Stored entries:

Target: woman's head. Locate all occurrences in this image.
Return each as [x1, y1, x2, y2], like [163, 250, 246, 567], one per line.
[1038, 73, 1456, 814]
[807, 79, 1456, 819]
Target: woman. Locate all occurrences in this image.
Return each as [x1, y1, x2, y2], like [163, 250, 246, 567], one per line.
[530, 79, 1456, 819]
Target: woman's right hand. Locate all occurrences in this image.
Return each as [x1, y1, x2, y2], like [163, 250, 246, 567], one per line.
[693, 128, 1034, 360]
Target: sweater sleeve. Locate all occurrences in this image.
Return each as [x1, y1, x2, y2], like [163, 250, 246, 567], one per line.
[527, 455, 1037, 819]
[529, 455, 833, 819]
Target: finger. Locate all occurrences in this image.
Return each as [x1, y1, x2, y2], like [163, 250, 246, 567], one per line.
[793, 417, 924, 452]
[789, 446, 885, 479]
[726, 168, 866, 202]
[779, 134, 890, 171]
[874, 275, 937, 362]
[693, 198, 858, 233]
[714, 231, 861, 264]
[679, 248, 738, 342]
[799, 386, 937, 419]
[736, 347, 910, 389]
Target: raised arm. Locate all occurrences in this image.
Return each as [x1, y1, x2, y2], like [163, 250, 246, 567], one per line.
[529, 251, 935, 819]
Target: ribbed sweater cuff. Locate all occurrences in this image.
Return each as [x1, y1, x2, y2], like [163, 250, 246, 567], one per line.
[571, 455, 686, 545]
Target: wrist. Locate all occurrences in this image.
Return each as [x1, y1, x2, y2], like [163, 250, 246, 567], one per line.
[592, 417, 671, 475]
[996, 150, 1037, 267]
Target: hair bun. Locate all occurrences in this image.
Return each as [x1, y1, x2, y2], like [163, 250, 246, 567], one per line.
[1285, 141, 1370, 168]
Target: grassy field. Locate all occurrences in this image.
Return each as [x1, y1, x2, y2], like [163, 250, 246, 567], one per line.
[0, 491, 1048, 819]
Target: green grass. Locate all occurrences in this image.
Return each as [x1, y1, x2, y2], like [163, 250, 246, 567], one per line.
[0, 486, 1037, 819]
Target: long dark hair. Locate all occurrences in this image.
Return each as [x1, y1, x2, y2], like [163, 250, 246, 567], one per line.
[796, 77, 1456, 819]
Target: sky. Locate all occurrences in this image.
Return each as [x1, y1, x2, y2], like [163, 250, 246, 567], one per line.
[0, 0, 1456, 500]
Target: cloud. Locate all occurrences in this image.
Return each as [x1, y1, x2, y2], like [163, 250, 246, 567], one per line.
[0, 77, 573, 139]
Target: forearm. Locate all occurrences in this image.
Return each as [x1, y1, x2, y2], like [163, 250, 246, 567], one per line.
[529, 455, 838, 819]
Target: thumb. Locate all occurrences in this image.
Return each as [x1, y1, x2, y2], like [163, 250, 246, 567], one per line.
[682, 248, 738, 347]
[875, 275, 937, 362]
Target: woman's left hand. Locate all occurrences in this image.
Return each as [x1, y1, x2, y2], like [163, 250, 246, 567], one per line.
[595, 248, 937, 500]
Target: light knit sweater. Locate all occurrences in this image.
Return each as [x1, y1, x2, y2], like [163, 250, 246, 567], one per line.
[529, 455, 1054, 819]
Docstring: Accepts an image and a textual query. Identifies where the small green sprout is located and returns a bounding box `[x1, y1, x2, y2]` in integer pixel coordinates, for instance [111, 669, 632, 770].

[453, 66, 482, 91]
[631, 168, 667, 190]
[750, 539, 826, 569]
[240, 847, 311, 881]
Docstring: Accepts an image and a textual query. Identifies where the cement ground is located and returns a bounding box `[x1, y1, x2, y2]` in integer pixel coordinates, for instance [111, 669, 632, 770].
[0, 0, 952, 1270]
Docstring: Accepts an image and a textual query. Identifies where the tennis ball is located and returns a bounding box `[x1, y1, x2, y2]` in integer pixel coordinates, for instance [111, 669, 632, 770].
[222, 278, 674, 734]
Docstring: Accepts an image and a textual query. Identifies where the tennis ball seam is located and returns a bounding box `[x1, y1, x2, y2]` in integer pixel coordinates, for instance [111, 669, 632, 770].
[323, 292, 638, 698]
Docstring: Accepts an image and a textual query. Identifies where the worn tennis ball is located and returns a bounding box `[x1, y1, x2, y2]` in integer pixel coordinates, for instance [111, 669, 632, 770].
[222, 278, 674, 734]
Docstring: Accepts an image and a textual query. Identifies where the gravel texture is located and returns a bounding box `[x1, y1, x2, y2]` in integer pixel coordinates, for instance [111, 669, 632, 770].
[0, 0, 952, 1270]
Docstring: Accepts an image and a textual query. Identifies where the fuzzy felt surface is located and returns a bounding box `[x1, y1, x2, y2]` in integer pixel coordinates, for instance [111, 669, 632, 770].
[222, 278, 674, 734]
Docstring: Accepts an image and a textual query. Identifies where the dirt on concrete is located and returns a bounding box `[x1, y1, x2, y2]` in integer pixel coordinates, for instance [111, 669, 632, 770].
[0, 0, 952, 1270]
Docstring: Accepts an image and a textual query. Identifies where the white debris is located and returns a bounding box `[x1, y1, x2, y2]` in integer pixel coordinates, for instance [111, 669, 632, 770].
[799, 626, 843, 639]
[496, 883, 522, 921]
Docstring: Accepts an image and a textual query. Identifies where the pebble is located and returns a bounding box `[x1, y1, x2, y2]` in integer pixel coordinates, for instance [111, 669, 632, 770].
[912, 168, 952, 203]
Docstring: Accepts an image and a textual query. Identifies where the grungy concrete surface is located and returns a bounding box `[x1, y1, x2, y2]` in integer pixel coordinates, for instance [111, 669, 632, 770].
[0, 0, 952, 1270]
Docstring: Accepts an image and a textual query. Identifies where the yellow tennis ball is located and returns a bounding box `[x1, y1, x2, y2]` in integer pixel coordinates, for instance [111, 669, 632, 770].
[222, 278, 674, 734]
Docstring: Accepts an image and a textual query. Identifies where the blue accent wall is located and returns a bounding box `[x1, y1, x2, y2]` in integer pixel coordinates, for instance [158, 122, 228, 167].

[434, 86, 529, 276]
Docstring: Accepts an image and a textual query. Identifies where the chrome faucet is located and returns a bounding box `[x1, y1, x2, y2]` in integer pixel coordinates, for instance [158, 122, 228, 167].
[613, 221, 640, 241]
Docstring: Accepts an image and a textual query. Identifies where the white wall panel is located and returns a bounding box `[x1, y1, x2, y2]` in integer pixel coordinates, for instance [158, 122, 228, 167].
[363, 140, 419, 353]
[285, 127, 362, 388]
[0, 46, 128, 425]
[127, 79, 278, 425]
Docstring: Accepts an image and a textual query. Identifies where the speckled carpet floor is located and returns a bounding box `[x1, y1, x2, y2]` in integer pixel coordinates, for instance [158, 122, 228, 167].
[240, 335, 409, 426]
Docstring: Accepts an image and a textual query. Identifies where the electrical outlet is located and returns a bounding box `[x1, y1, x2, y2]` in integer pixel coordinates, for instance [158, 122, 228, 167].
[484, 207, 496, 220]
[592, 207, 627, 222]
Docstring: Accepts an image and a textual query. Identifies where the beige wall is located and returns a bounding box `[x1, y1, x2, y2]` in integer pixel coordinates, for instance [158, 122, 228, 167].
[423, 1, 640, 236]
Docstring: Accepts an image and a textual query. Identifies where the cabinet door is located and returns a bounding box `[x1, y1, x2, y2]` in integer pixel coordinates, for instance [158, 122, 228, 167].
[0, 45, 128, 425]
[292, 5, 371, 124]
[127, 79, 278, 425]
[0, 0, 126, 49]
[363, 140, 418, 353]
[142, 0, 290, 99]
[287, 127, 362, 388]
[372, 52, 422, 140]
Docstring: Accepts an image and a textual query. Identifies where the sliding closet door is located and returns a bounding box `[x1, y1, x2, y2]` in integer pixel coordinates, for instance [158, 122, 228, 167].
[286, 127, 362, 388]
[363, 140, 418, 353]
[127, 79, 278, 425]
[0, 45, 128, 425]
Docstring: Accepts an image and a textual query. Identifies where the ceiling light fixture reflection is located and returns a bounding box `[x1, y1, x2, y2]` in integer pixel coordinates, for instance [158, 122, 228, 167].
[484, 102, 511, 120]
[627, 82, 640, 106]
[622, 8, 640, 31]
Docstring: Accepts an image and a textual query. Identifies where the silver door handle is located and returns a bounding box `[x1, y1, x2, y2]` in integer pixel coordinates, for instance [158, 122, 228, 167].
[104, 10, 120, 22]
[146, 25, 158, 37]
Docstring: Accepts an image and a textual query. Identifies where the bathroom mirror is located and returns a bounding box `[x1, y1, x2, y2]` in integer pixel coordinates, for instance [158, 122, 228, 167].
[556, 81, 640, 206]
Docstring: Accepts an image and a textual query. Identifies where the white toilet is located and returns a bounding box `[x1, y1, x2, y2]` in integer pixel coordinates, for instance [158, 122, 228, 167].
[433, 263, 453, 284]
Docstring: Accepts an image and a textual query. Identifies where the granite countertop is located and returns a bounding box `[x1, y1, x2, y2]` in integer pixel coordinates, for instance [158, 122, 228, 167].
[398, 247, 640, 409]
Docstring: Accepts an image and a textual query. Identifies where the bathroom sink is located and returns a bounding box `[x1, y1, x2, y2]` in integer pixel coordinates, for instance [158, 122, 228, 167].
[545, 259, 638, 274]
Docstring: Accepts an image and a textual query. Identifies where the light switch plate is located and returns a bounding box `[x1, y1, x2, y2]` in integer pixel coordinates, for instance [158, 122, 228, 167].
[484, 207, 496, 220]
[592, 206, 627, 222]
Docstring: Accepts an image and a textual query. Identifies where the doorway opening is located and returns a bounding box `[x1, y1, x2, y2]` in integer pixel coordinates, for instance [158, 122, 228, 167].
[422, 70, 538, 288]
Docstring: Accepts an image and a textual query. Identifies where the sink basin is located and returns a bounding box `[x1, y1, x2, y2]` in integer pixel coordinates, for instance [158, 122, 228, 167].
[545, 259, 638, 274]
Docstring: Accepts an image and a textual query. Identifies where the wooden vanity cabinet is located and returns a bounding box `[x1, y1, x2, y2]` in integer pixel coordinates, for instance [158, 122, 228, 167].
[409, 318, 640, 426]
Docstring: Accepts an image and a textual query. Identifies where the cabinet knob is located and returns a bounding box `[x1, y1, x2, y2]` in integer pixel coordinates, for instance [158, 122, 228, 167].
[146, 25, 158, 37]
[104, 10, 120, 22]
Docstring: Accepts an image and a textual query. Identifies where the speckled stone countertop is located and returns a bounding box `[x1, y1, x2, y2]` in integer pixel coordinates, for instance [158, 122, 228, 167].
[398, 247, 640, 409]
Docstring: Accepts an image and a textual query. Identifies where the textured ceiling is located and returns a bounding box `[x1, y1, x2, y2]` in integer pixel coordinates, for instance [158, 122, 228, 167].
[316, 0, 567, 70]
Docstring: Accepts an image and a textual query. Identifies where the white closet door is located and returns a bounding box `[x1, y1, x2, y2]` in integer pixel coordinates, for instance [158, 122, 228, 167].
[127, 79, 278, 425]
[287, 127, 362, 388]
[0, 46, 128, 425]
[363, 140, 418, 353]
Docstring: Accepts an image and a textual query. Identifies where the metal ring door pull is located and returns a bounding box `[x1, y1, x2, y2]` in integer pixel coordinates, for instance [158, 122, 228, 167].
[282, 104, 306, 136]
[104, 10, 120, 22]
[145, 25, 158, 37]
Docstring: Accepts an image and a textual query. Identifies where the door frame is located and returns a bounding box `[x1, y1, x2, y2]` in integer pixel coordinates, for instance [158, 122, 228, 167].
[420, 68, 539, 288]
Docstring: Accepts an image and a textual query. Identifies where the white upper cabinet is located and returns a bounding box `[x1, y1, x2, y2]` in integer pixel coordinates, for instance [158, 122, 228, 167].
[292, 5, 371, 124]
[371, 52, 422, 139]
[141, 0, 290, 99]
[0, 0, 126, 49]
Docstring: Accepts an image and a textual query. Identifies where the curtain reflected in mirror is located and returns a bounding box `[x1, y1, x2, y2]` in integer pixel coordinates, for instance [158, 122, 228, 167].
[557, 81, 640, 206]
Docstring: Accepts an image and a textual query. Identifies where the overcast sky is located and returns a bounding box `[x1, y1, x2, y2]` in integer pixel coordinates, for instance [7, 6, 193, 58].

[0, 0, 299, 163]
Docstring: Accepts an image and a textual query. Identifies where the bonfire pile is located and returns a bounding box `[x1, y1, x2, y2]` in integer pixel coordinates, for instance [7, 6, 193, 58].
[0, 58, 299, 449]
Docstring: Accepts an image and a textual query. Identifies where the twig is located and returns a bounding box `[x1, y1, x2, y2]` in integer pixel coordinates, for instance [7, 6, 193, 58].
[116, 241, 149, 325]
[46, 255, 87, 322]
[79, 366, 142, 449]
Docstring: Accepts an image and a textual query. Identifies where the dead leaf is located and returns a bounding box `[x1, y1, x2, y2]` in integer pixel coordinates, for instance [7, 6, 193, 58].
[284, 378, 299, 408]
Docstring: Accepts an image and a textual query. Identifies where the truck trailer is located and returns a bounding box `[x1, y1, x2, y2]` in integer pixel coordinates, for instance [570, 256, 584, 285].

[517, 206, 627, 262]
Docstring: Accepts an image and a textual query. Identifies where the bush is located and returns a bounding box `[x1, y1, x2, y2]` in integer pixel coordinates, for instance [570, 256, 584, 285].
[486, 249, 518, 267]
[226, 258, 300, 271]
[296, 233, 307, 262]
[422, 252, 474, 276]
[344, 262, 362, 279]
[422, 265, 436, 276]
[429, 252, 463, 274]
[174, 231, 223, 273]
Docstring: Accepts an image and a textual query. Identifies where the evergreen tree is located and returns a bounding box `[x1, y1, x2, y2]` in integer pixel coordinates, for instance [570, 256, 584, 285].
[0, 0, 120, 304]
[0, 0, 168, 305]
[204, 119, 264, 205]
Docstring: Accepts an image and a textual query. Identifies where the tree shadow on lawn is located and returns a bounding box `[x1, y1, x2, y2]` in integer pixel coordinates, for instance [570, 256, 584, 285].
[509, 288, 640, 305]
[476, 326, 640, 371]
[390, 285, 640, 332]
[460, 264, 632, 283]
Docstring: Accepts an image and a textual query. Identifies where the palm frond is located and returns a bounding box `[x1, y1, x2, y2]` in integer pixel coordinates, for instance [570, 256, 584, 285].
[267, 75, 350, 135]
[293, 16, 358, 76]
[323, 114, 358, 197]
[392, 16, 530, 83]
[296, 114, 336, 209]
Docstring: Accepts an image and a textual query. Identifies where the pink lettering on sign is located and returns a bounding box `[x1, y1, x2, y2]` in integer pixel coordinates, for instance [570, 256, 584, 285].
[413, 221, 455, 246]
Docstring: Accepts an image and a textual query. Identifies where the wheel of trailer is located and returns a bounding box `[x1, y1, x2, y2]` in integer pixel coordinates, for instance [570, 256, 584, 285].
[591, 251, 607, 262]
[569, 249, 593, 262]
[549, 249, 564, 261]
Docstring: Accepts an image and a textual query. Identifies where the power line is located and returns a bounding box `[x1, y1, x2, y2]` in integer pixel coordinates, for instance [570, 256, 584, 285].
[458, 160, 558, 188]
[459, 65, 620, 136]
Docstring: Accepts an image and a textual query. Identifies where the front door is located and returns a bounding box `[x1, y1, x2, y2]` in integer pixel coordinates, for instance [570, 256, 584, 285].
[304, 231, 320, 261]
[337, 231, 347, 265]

▶ _What is needed_
Gather every line of the records above that contains the string "woman", copying each line in full. Case counts.

▶ _Task solution_
Target: woman's head. Locate all occurrences in this image.
Target: woman. Locate all occurrences in this image.
Target: woman's right hand. Locate all occurrences in this image.
Target: woman's left hand. Locate all occurrences in this image.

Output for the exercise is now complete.